Les documents révèlent également la violence et la brutalité du régime qui ne souffrait aucune patience à l’égard de ceux qui n’obéissaient pas aux ordres cruels.
Le journal retrace les descriptions des tortures lors des interrogatoires de Juifs suspectés de posséder des « effets interdits » et d’avoir des contacts avec le « Judenrat » (le Conseil juif), organe gérant la communauté juive et interlocuteur des nazis, pour pouvoir obtenir le maximum d’informations sur les Juifs ne se soumettant pas aux règles imposées.
« Le Juif Goldberg Meyer a été appréhendé après que nous avons reçu des informations selon lesquelles il a prétendu être un Polonais et vendu des produits textiles acquis par le passé », écrit un officier allemand dans une des pages du journal.
Suivent plusieurs rapports sur des détenus et sur la traque de Juifs:
« Shtayer, David, né le 21 octobre (année inconnue) de Turek, mesurant approximativement 1,60m, mince, cheveux noirs, yeux bruns, se faisant également appeler Anthony Brodziak ».

◆ **Extraits d'un jeu de données**:

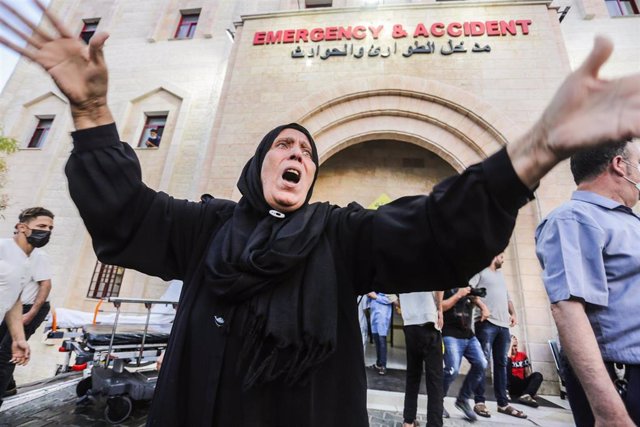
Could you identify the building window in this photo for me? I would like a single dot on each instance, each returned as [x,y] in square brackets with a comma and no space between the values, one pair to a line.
[317,3]
[106,281]
[152,131]
[623,7]
[89,29]
[187,25]
[40,134]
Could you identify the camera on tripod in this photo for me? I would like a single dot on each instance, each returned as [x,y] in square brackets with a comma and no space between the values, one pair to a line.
[478,292]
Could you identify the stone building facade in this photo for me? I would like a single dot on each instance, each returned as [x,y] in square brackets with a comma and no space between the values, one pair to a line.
[398,94]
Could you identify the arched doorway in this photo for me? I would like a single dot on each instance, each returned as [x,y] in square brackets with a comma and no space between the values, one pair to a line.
[364,172]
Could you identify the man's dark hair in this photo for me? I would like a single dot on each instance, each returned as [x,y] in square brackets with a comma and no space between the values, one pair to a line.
[32,213]
[589,163]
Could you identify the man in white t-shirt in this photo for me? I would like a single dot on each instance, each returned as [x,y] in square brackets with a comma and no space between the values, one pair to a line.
[25,283]
[422,317]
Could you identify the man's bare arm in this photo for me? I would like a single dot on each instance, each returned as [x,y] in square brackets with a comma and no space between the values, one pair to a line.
[20,351]
[580,345]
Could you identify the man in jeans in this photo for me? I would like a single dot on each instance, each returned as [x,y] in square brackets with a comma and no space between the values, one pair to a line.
[422,317]
[493,334]
[460,341]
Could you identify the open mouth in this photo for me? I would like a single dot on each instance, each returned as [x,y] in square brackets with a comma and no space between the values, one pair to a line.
[291,175]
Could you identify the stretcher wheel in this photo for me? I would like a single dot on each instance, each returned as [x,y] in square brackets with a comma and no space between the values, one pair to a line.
[118,409]
[83,387]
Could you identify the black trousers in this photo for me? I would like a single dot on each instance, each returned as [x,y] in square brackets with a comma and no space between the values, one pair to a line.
[582,414]
[424,348]
[529,385]
[6,367]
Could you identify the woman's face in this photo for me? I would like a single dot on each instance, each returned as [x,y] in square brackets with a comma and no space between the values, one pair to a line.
[288,171]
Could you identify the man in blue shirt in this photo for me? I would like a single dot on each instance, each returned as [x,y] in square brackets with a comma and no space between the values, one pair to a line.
[589,250]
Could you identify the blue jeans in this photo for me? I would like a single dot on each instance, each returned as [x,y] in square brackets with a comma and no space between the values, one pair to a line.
[454,349]
[495,341]
[381,349]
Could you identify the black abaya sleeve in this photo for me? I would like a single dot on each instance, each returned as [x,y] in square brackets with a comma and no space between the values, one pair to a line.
[132,225]
[439,241]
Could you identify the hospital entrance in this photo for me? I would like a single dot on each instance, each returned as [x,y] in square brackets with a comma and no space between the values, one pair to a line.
[373,173]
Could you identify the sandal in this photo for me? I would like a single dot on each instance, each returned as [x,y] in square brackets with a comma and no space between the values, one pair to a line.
[482,410]
[526,399]
[510,410]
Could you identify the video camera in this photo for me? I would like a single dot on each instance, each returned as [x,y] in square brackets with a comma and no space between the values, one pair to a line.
[478,292]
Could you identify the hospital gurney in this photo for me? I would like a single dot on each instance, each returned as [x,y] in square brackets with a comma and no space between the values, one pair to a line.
[104,351]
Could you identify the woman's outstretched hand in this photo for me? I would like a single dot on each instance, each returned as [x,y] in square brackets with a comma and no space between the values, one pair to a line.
[585,111]
[78,70]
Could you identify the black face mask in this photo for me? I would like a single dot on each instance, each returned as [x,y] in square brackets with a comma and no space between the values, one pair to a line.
[38,238]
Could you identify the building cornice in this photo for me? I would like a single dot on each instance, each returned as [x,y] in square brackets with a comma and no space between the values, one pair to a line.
[343,10]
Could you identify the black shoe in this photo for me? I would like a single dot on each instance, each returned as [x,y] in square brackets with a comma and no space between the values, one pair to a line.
[464,406]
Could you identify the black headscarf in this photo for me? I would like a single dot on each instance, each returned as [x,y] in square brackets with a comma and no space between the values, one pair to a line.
[277,274]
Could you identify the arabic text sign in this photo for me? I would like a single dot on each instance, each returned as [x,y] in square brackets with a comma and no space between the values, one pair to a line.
[374,51]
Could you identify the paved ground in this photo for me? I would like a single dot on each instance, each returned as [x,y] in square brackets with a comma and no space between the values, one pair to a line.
[54,404]
[385,410]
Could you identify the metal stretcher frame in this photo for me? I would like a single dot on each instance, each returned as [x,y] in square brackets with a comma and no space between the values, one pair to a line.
[148,304]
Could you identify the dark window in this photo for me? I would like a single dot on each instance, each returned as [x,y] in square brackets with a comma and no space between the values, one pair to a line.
[623,7]
[40,134]
[106,281]
[317,3]
[187,26]
[89,29]
[152,131]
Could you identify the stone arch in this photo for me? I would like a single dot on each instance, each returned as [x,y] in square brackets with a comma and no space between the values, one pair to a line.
[451,122]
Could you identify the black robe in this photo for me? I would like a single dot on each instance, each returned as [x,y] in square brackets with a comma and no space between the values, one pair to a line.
[413,244]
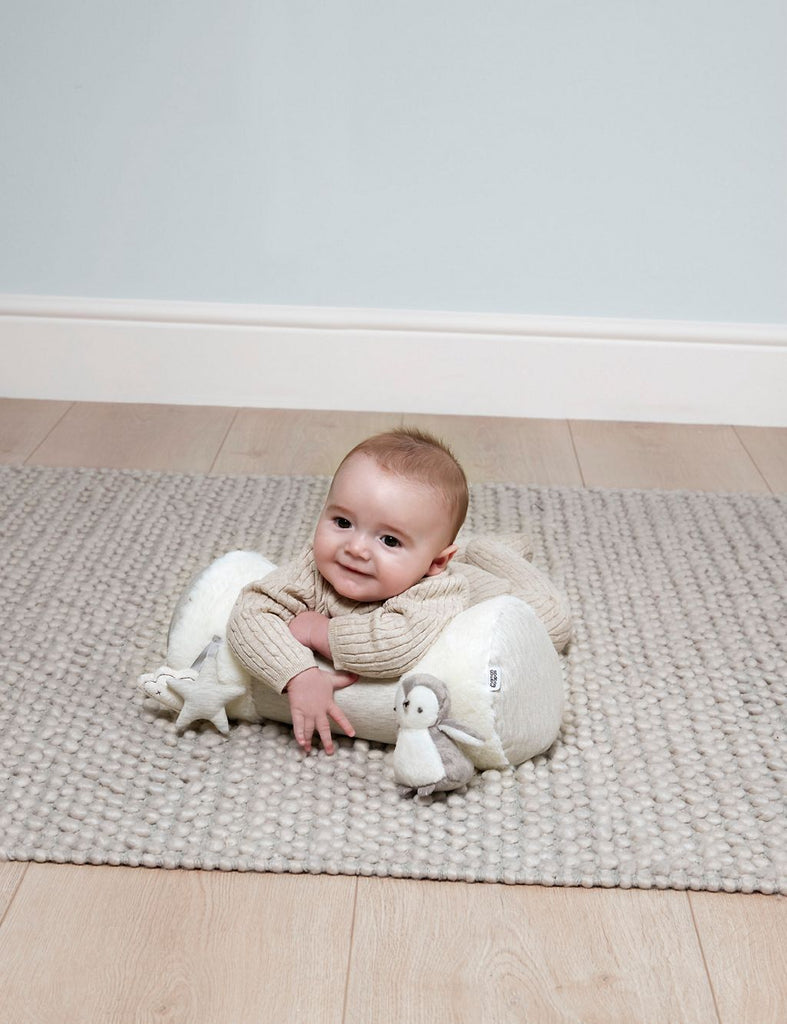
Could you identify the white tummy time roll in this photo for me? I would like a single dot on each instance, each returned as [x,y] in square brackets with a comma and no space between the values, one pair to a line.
[496,658]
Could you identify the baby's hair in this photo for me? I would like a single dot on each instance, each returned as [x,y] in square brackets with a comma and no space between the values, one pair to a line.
[417,455]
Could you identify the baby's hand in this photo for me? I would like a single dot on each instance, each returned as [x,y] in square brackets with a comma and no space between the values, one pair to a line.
[310,629]
[311,705]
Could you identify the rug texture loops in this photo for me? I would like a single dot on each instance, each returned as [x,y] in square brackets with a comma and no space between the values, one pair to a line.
[669,770]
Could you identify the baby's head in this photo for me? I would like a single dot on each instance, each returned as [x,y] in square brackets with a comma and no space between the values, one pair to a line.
[395,506]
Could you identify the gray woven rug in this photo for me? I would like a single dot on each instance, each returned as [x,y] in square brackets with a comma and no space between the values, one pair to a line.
[669,770]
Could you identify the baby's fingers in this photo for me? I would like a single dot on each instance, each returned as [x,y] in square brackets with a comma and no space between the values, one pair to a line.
[303,727]
[323,728]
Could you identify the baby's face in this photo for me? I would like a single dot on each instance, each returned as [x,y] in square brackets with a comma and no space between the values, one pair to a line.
[379,534]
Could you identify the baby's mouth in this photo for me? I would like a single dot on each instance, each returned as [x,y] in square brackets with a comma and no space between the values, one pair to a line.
[353,570]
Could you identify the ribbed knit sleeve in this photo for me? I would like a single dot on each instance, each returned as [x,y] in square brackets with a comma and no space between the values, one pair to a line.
[258,633]
[388,640]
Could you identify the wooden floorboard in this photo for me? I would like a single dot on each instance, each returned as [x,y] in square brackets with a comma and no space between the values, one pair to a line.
[143,945]
[289,441]
[82,945]
[668,456]
[174,438]
[474,952]
[744,943]
[25,424]
[768,448]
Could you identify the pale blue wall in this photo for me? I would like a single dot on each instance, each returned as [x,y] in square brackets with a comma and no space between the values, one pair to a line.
[621,158]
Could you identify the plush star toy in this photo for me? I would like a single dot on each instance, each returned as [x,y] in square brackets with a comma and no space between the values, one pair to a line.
[195,693]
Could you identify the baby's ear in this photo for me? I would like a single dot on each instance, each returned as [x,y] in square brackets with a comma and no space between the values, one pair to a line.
[440,561]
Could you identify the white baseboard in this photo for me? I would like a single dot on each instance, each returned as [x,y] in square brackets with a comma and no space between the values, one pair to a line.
[392,360]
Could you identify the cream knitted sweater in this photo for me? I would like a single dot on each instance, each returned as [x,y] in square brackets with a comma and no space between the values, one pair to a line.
[379,640]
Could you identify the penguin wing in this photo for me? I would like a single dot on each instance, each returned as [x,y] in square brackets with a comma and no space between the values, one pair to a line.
[460,733]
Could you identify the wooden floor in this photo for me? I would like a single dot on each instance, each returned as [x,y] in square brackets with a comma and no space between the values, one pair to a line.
[113,944]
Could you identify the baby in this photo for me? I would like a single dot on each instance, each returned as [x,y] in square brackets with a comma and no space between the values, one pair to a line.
[381,580]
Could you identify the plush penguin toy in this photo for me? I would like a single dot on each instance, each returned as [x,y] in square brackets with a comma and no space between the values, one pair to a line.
[426,758]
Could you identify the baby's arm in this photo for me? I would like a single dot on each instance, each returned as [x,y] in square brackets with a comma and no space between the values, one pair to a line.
[391,639]
[310,629]
[258,633]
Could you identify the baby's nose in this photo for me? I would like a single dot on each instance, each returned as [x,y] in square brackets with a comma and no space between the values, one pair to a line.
[357,546]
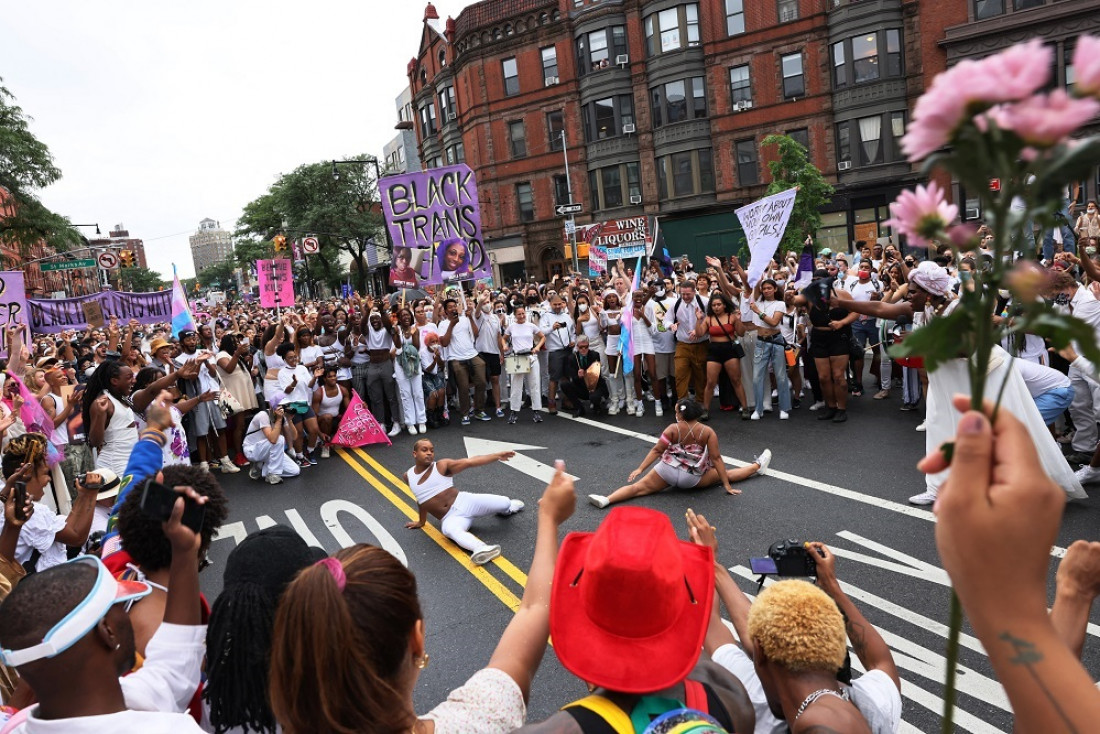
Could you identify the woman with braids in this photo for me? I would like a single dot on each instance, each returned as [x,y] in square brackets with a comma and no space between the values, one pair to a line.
[109,415]
[356,670]
[239,636]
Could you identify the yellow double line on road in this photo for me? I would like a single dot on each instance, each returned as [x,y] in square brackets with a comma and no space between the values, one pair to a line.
[363,463]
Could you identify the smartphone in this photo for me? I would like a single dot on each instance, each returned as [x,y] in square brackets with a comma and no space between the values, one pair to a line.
[762,566]
[20,500]
[157,501]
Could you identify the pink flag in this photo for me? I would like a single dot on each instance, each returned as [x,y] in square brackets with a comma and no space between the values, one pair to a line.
[359,427]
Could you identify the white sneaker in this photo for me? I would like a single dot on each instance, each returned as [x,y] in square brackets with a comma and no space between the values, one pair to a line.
[1088,474]
[923,499]
[484,555]
[763,460]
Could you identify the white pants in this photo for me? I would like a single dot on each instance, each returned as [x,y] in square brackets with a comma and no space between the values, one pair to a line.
[532,380]
[410,390]
[273,459]
[466,507]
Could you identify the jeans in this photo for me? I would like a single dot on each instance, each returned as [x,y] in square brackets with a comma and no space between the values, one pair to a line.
[769,353]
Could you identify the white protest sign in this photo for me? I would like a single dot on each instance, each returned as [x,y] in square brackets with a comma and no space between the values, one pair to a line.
[763,222]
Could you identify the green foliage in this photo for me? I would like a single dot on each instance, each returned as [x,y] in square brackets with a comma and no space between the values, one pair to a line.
[140,280]
[26,165]
[342,212]
[793,167]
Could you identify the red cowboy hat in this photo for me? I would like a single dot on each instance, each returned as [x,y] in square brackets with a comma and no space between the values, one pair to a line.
[630,602]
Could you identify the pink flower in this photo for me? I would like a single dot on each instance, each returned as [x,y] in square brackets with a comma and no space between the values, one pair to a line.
[1046,120]
[922,215]
[1087,66]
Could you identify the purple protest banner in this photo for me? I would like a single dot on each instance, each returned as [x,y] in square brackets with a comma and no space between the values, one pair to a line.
[435,214]
[54,315]
[13,307]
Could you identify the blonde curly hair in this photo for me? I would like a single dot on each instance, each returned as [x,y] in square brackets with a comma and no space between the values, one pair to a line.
[799,627]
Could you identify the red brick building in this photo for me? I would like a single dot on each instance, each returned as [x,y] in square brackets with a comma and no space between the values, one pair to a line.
[663,105]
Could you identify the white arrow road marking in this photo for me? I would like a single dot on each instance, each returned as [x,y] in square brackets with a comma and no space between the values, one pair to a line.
[530,467]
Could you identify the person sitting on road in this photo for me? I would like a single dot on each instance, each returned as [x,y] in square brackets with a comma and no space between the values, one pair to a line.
[433,485]
[629,610]
[686,456]
[356,671]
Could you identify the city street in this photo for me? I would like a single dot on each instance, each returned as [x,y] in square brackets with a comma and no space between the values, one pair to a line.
[845,485]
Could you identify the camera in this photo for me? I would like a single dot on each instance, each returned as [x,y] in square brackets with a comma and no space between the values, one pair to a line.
[787,558]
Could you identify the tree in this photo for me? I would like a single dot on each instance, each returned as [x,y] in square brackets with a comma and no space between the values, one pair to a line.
[792,167]
[26,165]
[140,280]
[342,212]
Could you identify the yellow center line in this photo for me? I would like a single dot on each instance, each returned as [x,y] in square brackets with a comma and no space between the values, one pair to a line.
[501,561]
[501,591]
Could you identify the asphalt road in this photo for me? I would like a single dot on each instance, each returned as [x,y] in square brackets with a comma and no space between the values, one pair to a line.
[843,484]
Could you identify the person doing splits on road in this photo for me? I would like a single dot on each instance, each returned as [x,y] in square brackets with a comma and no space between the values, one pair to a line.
[683,460]
[433,485]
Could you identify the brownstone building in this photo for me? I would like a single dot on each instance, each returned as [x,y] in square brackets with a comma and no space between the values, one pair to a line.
[660,106]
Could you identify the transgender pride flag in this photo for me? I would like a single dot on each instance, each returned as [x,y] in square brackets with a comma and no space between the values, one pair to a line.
[626,336]
[182,318]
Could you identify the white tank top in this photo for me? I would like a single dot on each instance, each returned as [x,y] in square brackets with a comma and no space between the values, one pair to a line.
[433,483]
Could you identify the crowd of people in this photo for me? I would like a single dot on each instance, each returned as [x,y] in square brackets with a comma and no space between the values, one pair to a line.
[112,438]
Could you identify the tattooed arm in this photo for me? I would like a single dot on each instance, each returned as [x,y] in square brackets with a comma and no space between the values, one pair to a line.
[998,516]
[866,641]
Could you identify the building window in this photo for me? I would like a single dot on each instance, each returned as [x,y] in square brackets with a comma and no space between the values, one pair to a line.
[690,173]
[794,84]
[735,17]
[448,109]
[740,88]
[600,50]
[560,189]
[983,9]
[428,126]
[605,118]
[680,100]
[510,76]
[556,123]
[748,171]
[614,186]
[671,30]
[549,65]
[517,139]
[525,199]
[801,137]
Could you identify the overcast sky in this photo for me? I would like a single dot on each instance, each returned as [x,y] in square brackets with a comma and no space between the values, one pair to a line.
[162,113]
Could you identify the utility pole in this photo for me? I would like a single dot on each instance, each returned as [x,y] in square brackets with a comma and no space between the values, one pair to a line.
[569,189]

◆ **CONSIGNE**: Mettez à jour le texte sur la traque des Juifs : recopiez tout ce qui va de « Les documents révèlent » jusqu'à « aux ordres cruels. », en remplaçant « brutalité » par « férocité ».

◆ **EXERCICE TERMINÉ**:
Les documents révèlent également la violence et la férocité du régime qui ne souffrait aucune patience à l’égard de ceux qui n’obéissaient pas aux ordres cruels.